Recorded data
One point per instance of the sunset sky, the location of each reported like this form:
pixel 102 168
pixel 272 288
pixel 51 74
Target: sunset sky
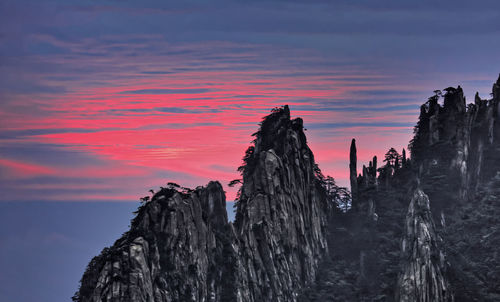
pixel 101 101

## Problem statement
The output must be every line of the records, printed exactly, with the pictures omitted.

## Result of the exercise
One point per instance of the sunset sky, the location of each reported like this form:
pixel 102 168
pixel 272 288
pixel 51 74
Target: sunset sky
pixel 101 101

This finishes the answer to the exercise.